◆ Activity ◆
Reproduce the data exactly, leaving nothing out.

◆ Input data ◆
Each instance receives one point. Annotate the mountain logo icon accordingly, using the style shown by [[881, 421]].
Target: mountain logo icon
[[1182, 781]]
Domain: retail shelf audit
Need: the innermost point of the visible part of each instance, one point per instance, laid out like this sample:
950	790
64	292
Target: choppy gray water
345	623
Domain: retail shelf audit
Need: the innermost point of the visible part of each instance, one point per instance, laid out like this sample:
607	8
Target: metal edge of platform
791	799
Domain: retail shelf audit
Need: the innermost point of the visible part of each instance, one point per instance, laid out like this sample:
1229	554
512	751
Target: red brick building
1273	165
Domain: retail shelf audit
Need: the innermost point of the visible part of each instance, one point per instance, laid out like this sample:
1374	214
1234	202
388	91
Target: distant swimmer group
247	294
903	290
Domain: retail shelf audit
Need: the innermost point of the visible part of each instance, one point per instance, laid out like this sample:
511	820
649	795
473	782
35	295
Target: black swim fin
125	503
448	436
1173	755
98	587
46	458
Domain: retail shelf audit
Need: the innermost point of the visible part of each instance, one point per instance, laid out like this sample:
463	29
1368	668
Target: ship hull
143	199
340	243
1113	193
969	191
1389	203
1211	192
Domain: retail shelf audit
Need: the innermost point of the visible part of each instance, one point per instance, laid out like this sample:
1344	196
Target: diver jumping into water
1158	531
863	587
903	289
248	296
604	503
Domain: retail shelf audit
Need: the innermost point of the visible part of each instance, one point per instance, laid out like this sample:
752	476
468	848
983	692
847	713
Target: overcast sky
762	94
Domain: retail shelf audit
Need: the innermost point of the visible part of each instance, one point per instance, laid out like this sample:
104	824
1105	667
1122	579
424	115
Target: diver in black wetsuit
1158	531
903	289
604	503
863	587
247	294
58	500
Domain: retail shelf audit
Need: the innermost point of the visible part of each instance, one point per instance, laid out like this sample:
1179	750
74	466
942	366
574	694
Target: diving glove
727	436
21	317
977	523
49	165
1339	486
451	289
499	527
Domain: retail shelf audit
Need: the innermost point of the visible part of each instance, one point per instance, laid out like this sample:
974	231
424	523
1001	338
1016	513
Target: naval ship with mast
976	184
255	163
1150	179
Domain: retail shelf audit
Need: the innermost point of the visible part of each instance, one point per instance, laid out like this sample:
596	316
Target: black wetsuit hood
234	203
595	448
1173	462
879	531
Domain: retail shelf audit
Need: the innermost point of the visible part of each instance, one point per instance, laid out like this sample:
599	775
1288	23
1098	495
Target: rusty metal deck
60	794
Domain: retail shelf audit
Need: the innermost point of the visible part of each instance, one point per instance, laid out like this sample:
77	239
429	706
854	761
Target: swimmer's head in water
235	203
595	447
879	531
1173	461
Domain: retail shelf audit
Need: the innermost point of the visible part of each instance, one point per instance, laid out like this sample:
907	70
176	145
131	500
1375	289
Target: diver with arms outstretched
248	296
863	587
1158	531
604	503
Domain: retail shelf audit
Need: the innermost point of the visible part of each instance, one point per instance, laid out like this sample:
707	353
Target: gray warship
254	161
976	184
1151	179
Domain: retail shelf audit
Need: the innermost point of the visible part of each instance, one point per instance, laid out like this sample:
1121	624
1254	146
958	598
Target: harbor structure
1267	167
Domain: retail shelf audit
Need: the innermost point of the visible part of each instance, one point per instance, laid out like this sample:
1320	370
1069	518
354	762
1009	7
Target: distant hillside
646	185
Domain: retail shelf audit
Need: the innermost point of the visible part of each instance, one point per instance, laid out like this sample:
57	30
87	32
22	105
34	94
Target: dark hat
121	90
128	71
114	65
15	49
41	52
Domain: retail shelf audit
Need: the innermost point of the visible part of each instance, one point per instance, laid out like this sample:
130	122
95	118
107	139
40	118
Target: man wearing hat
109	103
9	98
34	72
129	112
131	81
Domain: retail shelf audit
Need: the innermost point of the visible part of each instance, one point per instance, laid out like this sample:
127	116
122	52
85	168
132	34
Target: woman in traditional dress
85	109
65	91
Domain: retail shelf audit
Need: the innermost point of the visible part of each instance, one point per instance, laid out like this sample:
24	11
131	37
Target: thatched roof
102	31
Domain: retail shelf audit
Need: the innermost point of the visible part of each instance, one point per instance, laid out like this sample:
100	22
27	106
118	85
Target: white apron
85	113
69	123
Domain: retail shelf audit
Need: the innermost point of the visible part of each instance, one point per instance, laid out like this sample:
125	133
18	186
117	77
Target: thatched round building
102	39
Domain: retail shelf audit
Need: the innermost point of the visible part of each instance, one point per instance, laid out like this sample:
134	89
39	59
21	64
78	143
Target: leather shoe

◆ Solution to this exercise ◆
Each instance receives one point. Annotate the mountain logo icon accordingly, using the style shown by [[881, 421]].
Target: mountain logo icon
[[1182, 781]]
Domain: retail shelf audit
Need: the innermost point of the visible part of each instance, one point per instance, laid out like this sample:
950	790
64	292
Target: choppy gray water
345	623
Domain: retail shelf audit
Need: the innermost point of the visible part of each instance, one point per instance, laid out like this sample:
607	8
Target: metal edge of platform
791	799
Domain: retail shelf audit
Need: the innermost point of the visible part of each instance, one point per instance, laid out like this sample:
1229	554
512	751
Target: red brick building
1273	165
Domain: retail shelf audit
Need: the innermost point of the visible part of each instance, one point per instance, laid out like this sample:
1374	214
1234	202
388	91
Target: distant swimmer group
247	294
903	290
Domain: retail shelf audit
Need: the innermost point of the visible part of each instance, one point per instance, laid out like this sample:
511	820
649	795
473	782
35	295
Target: black swim fin
125	503
448	436
1173	755
98	587
46	458
Domain: retail shelf audit
Need: the innermost point of the visible part of each instance, one point per instance, laid out like this sample:
463	29
1368	668
Target: ship hull
143	199
340	243
1113	193
969	191
1389	203
1211	192
Domain: retail shelf audit
Need: the innermost point of the visible part of each instance, one point per instance, laid out like this sample:
1344	196
Target: diver jumping into water
1158	531
863	587
903	289
248	296
604	503
Domain: retail shelf audit
Need: the innermost point of the visible part of each instance, one point per instance, laid out like this sample:
752	476
468	848
983	692
847	713
Target: overcast sky
762	94
Domain: retail shelf audit
Need: the innermost point of the visible part of each instance, one point per instance, laid out like this sample:
104	824
1105	667
1122	579
424	115
Target: diver in black wetsuit
1158	531
903	289
604	503
863	587
247	294
58	500
Domain: retail shelf audit
Need: the innermost point of the visible part of each instance, one point per instance, laid out like this sample:
1179	750
74	466
942	366
574	694
Target: diving glove
727	436
21	317
977	523
49	165
1339	486
451	289
499	527
Domain: retail shelf audit
Need: the innermost point of the visible part of each instance, one point per instance, laid out like this sample:
974	231
424	523
1001	338
1016	513
Target: naval ship with mast
976	184
255	163
1150	179
Domain: retail shelf audit
Need: the innermost point of the visible part of each instance, one point per instance, laid out like this sample:
596	316
Target: black wetsuit hood
234	203
595	448
1173	462
879	531
Domain: retail shelf audit
Need: the innermost point of the visible part of each instance, one point per instance, laid out like this sample:
599	775
1288	23
1098	495
Target: rusty metal deck
60	794
Domain: retail shelf audit
Need: the innermost point of the visible part of each instance, one point per instance, laid out like this sample:
77	239
429	706
854	761
Target: swimmer's head in water
235	203
595	447
879	531
1173	461
Domain: retail shelf audit
Need: the innermost point of the visible part of each instance, one point per instance, laid out like this sample:
907	70
176	145
131	500
1375	289
Target: diver with arms outstretched
248	296
863	587
1158	531
604	503
Domain: retail shelf audit
Need: the innermost point of the visible part of each instance, one point per instance, laid out like this sample:
707	353
Target: gray warship
254	161
976	184
1151	179
Domain: retail shelf audit
Need: the innermost point of the visible part of each instance, one point per instance, laid out like this sample:
1121	624
1254	146
958	598
Target: harbor structure
1267	167
Domain: retail shelf audit
Need: the innermost point of the visible part of each instance, one point per instance, laid out like this sample:
1320	370
1069	518
354	762
1009	7
Target: distant hillside
646	185
Domain: retail shelf audit
Need: the innermost point of the visible part of each instance, one point per instance, laid out like this sample:
57	30
87	32
22	105
34	94
Target: dark hat
121	90
128	71
114	65
15	49
41	52
Domain: retail shelf audit
Need: the innermost point of the visible part of each instance, one point per instance, laid out like this sample:
130	122
95	118
107	139
40	118
Target: man wearing hat
109	103
9	98
34	72
129	112
131	81
Domain: retail shelf audit
Need: the innermost point of the visible part of each instance, one point per instance, laid out like this sample:
127	116
122	52
85	168
132	34
Target: woman in traditional dress
85	109
65	91
Domain: retail shelf audit
Need: the innermost point of the visible part of each instance, one point per instance, laid out like this sample:
24	11
131	37
Target: thatched roof
102	31
Domain: retail shelf audit
Need: the innermost point of the visible part of each instance, one point per instance, laid out like this sample:
100	22
27	106
118	85
Target: white apron
85	113
69	123
Domain: retail shelf audit
Need: the innermost point of the visible part of each instance, one point per instance, laid out like this sample:
125	133
18	186
117	77
Target: thatched round building
102	39
Domain: retail shelf audit
Need: the innermost point of the visible part of each instance, one point per instance, laid out like this sample:
134	89
39	59
21	64
78	143
Target: leather shoe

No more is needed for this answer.